Information provided:
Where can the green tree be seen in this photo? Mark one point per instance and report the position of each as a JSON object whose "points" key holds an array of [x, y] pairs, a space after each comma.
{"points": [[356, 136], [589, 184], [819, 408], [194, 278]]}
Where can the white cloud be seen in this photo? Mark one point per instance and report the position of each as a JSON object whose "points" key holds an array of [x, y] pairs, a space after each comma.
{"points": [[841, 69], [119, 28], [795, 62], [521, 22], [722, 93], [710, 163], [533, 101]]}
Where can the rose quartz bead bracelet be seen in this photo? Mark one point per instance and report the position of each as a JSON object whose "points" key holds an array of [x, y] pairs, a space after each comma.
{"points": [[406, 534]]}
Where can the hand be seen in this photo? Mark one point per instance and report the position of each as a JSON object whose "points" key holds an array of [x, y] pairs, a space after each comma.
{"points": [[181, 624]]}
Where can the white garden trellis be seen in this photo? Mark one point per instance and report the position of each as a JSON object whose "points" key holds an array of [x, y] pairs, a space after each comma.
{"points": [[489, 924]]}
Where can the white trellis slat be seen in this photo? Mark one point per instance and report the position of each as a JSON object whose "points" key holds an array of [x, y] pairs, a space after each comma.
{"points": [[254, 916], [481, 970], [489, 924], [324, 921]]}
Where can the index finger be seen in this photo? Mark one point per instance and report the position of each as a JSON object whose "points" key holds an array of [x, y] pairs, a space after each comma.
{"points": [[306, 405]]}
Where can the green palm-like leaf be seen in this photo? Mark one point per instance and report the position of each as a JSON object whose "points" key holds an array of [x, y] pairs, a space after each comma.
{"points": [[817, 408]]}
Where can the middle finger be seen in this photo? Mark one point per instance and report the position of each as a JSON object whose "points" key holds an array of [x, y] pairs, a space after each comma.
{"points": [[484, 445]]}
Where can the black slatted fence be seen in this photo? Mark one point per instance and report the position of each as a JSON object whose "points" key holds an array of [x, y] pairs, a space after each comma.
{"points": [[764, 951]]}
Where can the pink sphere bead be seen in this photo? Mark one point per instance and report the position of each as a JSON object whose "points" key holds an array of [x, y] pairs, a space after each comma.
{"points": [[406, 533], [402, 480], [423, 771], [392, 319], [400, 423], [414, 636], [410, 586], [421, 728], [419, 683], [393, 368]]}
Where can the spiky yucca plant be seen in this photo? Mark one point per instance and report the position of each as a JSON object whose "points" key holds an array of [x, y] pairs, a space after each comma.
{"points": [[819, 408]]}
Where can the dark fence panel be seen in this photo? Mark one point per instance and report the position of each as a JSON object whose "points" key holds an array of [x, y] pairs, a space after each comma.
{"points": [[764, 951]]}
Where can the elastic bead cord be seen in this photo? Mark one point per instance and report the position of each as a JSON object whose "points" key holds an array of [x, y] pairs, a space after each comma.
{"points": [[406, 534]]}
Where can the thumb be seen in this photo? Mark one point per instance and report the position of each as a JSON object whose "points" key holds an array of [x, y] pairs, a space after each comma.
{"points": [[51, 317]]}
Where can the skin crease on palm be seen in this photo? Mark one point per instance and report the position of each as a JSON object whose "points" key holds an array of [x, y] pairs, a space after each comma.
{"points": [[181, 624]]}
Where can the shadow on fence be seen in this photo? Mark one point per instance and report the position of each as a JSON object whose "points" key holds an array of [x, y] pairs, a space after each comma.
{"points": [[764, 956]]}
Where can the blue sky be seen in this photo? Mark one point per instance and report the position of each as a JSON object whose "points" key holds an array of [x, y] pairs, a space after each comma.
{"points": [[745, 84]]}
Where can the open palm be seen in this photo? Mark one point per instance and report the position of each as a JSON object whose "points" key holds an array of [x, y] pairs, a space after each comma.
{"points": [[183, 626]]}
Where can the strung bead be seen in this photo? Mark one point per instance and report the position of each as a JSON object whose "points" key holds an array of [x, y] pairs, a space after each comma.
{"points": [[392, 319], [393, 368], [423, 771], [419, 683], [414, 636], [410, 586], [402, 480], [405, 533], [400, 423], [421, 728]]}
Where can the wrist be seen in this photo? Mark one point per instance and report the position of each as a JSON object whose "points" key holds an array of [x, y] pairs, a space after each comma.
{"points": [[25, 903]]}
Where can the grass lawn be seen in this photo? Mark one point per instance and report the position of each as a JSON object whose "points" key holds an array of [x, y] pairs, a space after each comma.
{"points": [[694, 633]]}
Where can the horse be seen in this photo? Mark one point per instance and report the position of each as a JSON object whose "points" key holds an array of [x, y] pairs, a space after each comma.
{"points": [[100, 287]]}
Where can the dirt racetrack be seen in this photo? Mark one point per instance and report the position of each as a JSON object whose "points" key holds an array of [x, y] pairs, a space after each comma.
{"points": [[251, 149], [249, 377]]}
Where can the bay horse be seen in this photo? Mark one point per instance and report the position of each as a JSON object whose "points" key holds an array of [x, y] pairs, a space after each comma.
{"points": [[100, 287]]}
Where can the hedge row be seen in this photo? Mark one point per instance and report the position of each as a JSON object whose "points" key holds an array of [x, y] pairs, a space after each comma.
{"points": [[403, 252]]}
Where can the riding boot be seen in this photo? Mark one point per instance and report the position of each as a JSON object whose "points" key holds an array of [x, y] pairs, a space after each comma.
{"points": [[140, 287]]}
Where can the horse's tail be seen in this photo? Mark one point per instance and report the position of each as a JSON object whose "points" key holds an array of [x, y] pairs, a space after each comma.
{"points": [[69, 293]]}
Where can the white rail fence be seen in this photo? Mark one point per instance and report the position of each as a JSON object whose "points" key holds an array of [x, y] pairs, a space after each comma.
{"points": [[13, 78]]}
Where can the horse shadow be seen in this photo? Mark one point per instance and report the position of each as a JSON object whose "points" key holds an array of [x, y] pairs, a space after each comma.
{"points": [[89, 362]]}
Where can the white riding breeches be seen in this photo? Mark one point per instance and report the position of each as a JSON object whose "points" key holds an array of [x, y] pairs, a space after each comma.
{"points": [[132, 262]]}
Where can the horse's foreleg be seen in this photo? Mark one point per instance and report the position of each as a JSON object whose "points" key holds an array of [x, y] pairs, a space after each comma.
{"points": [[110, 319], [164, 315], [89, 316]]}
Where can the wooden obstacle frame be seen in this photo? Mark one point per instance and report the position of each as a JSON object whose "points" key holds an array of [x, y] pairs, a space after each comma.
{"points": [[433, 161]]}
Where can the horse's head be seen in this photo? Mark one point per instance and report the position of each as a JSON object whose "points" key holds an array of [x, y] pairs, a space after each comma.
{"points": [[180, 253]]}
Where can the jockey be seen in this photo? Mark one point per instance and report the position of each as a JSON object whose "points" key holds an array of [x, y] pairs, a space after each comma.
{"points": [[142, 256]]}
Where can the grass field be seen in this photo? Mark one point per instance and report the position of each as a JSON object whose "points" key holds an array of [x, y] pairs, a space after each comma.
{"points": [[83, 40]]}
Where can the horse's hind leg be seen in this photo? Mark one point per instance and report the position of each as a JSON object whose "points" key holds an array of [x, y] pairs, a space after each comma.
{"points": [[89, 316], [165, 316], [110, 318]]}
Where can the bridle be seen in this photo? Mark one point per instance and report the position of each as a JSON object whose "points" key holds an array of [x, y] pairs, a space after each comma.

Directions: After reading the listing, copy it out exactly and in full.

Finished exercise:
Where can the green tree be seen in this photo? Mark one point per instance and report the position of each as a JSON object whose "points" key holds an array of [x, y] pairs, a space after each comma.
{"points": [[356, 136], [589, 184], [819, 408], [194, 278]]}
Where can the white cloud be seen in this photo? Mark one point per instance and report the position of each as a JSON object whose "points" key holds an array of [x, y] pairs, a space after each comma.
{"points": [[841, 69], [119, 28], [795, 62], [521, 22], [722, 93], [710, 163], [533, 101]]}
Where can the rose quartz bead bracelet be seen in this photo? Mark one point per instance and report the position of each as a JSON object whose "points" key holds an array of [x, y] pairs, a space after each comma.
{"points": [[406, 534]]}
Where can the hand be seen in this photo? Mark one point per instance and report the position of each as a JSON object whose "points" key holds an array of [x, y] pairs, a space after each comma.
{"points": [[181, 624]]}
Where can the white garden trellis be seen in this photo? Mark one point per instance and report the position of each as a JSON object whose "points" key holds an array of [x, y] pairs, a space after each comma.
{"points": [[489, 924]]}
Where can the white trellis slat be seen in this photo? Mark one point per instance and report the position of each as a JSON object whose "points" key holds an array of [x, y] pairs, a space after each comma.
{"points": [[254, 916], [481, 970], [489, 924], [324, 921]]}
Where can the index finger be seen in this photo? Mark one point per instance and report the position of each as a JSON object whose "points" key holds an array of [x, y] pairs, a space after each comma.
{"points": [[306, 405]]}
Where can the green palm-like leaf be seen in this photo? Mark one point per instance and report the position of each as a JSON object whose "points" key holds an array of [x, y] pairs, a space after each comma.
{"points": [[817, 408]]}
Where can the middle finger be seen in this photo? Mark one point per instance and report the position of each as a JSON object whose "points" key holds an array of [x, y] pairs, a space after each comma.
{"points": [[484, 445]]}
Where can the black slatted fence be seen in this photo? Mark one point per instance and report the position of each as a JSON object whose "points" key holds an array of [x, y] pairs, a space after each comma.
{"points": [[764, 951]]}
Where can the pink sphere bead be seen in this photo? Mark one point per instance and report the position of each as a JSON object whose "points" key holds an array of [x, y] pairs, a space after each comma.
{"points": [[406, 533], [402, 480], [423, 771], [392, 319], [400, 423], [414, 636], [410, 586], [421, 728], [419, 683], [393, 368]]}
Where can the spiky yucca plant be seen in this photo? Mark one point per instance and report the position of each as a JSON object whose "points" key holds an array of [x, y] pairs, a space after each comma.
{"points": [[819, 408]]}
Where can the dark fence panel be seen in this photo? Mark one point per instance and report the position of each as a JSON object whose "points" key holds an array of [x, y] pairs, a space after each comma.
{"points": [[764, 951]]}
Where can the elastic bead cord be seen in this photo? Mark one point per instance and report the position of each as a JSON object whose "points" key holds an array of [x, y] pairs, a space after each comma.
{"points": [[406, 534]]}
Where can the thumb be seen in this photo? Mark one point per instance and report the position of each as a JSON object whose "points" key holds an array of [x, y] pairs, a space after each comma.
{"points": [[51, 317]]}
Where can the skin crease on palm be seen in this photo? Mark one point per instance and report the position of each as a JSON object whose "points" key holds an array of [x, y] pairs, a space after each comma.
{"points": [[181, 624]]}
Where can the shadow on fence be seen in this photo? Mark one point per instance and report the position of each as a JSON object whose "points" key holds an array of [x, y] pairs, a space after each comma.
{"points": [[764, 956]]}
Where can the blue sky be seen in this photo? Mark one point per instance and report the position of each as a JSON object whose "points" key holds an array of [x, y] pairs, a space after each comma.
{"points": [[745, 84]]}
Where can the open palm be seen in this photo? Mark one point per instance and report the position of each as a JSON object whose "points" key holds an array of [x, y] pairs, a space after each comma.
{"points": [[183, 626]]}
Where can the strung bead be seen in this photo? Mark one point per instance and report the position of each as a JSON object whose "points" key holds an array of [x, y] pairs, a space after each comma.
{"points": [[392, 319], [393, 368], [423, 771], [419, 683], [414, 636], [410, 586], [402, 480], [405, 533], [400, 423], [421, 728]]}
Where can the wrist be seen in this photo? Mark one point per instance and report the position of each as a JSON object whose "points" key holds an array of [x, y] pairs, a space after each comma.
{"points": [[25, 903]]}
Where can the grass lawn be seen in this photo? Mark one point per instance and report the position of each as a JSON object whose "points" key holds an array of [x, y] pairs, a space after each comma.
{"points": [[694, 633]]}
Where can the horse be seen in this photo? Mark one point per instance and report the position of each as a JSON object whose "points" key holds an array of [x, y] pairs, a space after each comma.
{"points": [[100, 287]]}
Where can the dirt racetrack be seen in this photo? Mark one point per instance and report the position of each as a JSON object whose "points" key holds an array of [x, y] pairs, a space after each comma.
{"points": [[251, 149], [249, 377]]}
Where can the bay horse be seen in this photo? Mark one point per instance and report the position of each as a JSON object whose "points" key holds an array of [x, y] pairs, a space after each comma.
{"points": [[100, 287]]}
Where can the hedge row be seen in this photo? Mark one point per instance and report the position of each as a JSON object whose "points" key holds an array of [x, y] pairs, a space after each comma.
{"points": [[403, 252]]}
Where can the riding boot be seen in this photo? Mark one point per instance and report the position of each as a JSON object whose "points" key holds an array of [x, y] pairs, a space after each comma.
{"points": [[140, 287]]}
Where can the horse's tail be seen in this photo? Mark one point per instance and report the position of each as a JSON object whose "points" key holds an array of [x, y] pairs, a space after each comma.
{"points": [[69, 293]]}
Where can the white rail fence be seen in this photo? Mark one point per instance and report the position of each as a JSON object whose "points" key holds an array of [x, y] pairs, a space after each comma.
{"points": [[13, 78]]}
Where can the horse shadow be seen in this photo? Mark one point per instance and report the position of each as a JSON object whose "points" key holds an array of [x, y] pairs, a space after each comma.
{"points": [[89, 362]]}
Where can the white riding breeches be seen in this photo? Mark one point per instance and report the position of each as a JSON object whose "points" key holds an array of [x, y] pairs, a space after each comma.
{"points": [[132, 262]]}
Where can the horse's foreleg be seen in this photo? Mark one point per instance and report the position of each as a JSON object whose "points" key holds an array of [x, y] pairs, a space after each comma.
{"points": [[110, 319], [164, 315], [89, 316]]}
Where can the wooden obstacle frame be seen in this photo? Mark one point per instance and report the position of each as a JSON object whose "points" key holds an array of [x, y] pairs, a space after each comma.
{"points": [[433, 161]]}
Where can the horse's head be seen in this photo? Mark one point per instance and report the position of each as a JSON object whose "points" key holds an array of [x, y] pairs, a space after each comma.
{"points": [[180, 253]]}
Where can the jockey be seen in this photo? Mark one point per instance and report the position of each as a JSON object whose "points" key holds an array of [x, y] pairs, a space after each comma.
{"points": [[142, 256]]}
Where can the grass field be seen in this photo? Mark one point per instance and report the position of each as a JSON object whose "points" key holds an array of [x, y] pairs, a space after each comma.
{"points": [[83, 40]]}
Where can the horse's hind leg be seen in this photo? Mark one point per instance and report the position of each as a JSON object whose "points" key holds an array of [x, y] pairs, a space after each comma.
{"points": [[89, 316], [165, 316], [110, 318]]}
Where can the bridle be seen in this photo? Mark one point per instance and report the position of each as a JSON object whose "points" key holds an array of [x, y] pairs, a space after each comma.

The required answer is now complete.